===== Information given

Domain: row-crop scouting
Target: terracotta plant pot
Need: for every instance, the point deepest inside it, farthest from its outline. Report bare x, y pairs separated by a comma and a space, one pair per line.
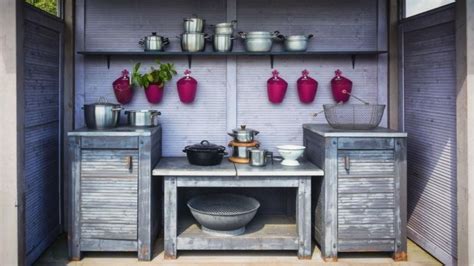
122, 88
154, 93
276, 88
307, 88
187, 87
341, 87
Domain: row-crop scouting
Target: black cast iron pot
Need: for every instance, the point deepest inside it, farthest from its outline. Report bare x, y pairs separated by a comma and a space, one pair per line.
205, 153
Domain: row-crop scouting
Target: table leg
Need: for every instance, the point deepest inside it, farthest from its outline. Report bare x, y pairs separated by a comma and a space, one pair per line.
303, 219
170, 219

==========

**Exercise description:**
Rewrite the material above, substituting "field inspection" for "row-crop scouting" and keeping everything else unchanged. Omit the pictures.

**Written answer:**
Domain: field inspection
Target: terracotta plant pot
Need: for every instance, the point deepest inside it, farthest from its outline. Report bare x, y pairs separated by a comma and a space, one pair per line.
122, 88
154, 93
276, 88
307, 88
187, 87
341, 87
Domain: field inspection
Target: black cast iron pot
Need: for every instance, the point deepest inside it, farthest from its outline. Report bare x, y pairs separated by a comma and a space, one pair per line.
205, 153
Domain: field inspection
Target: table leg
Need: for every instance, the point deepest inside it, farthest from its outline. Report bare x, y pairs separated by a comma and a space, one pair per line.
303, 219
170, 219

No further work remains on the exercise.